Prompt 1:
Answer these from the Valenzuela verdict report:
(a) How much did the jury award, and to whom?
(b) Where did the officers confront Valenzuela?
(c) What did the Orange County District Attorney's Office find about the two officers' actions?
Prompt 2:
Set down the Valenzuela verdict report word for word, starting with "A jury awarded" and going on through "at a laundromat.".
Prompt 3:
Resume the Valenzuela verdict report after its last sentence.

Provided passage:
○ ○ ○ ○ ○

A jury awarded $13.2 million to the two children of a man who died after a confrontation with police in Southern California three years ago.
The decision Wednesday came two days after jurors decided Anaheim officers were negligent and used unreasonable force against Fermin Vincent Valenzuela, the Orange County Register reported.
Valenzuela died from complications of asphyxia after officers used a stun gun and restraint hold to subdue the 32-year-old, who was high on meth and violently struggled with police during the July 2, 2016, incident.
The officers initially responded following reports of a suspicious man who had followed a woman to her home. They confronted Valenzuela at a laundromat.
The Orange County District Attorney’s Office found the two officers’ actions justified. Valenzuela’s family filed a federal wrongful-death lawsuit against the city, claiming he was unarmed and not a threat.
Anaheim city officials called the judgment “unwarranted.”
Spokesman Mike Lyster said city officials believe the officers “acted reasonably and in the best interest of public safety.”

○ ○ ○ ○ ○

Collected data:
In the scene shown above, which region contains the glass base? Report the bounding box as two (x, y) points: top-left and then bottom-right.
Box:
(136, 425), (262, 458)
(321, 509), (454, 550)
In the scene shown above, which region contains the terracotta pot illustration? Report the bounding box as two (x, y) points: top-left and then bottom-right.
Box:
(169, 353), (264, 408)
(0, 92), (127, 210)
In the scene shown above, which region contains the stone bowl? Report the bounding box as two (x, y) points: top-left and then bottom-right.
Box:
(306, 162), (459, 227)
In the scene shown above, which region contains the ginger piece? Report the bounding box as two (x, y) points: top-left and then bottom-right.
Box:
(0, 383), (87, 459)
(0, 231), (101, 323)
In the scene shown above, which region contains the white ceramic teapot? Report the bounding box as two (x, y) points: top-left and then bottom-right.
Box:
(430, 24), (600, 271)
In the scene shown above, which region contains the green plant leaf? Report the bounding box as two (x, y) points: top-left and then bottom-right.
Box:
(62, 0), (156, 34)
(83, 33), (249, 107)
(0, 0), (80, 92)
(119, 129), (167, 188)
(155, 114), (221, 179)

○ ○ ○ ○ ○

Answer area 1:
(a) $13.2 million, to Valenzuela's two children.
(b) At a laundromat.
(c) It found their actions justified.

Answer area 2:
A jury awarded $13.2 million to the two children of a man who died after a confrontation with police in Southern California three years ago.
The decision Wednesday came two days after jurors decided Anaheim officers were negligent and used unreasonable force against Fermin Vincent Valenzuela, the Orange County Register reported.
Valenzuela died from complications of asphyxia after officers used a stun gun and restraint hold to subdue the 32-year-old, who was high on meth and violently struggled with police during the July 2, 2016, incident.
The officers initially responded following reports of a suspicious man who had followed a woman to her home. They confronted Valenzuela at a laundromat.

Answer area 3:
After the confrontation, an unresponsive Valenzuela was taken to a hospital, where he suffered three heart attacks and was taken off life support on July 10, 2016.
Family attorney Garo Mardirossian said Wednesday that Valenzuela did not commit any serious crime and the carotid restraint officers executed should not have been used, calling it “too dangerous.” In that hold, an officer applies pressure on the sides of the neck, cutting off blood flow to the brain and causing a temporary loss of consciousness.
Jurors awarded $11.4 million to the minor son and $1.8 million for the younger daughter. At the time of their father’s death they were 9 and 5 years old respectively, one of the family’s attorneys said.
The trial, in U.S. District Court in Los Angeles, began on Nov. 12.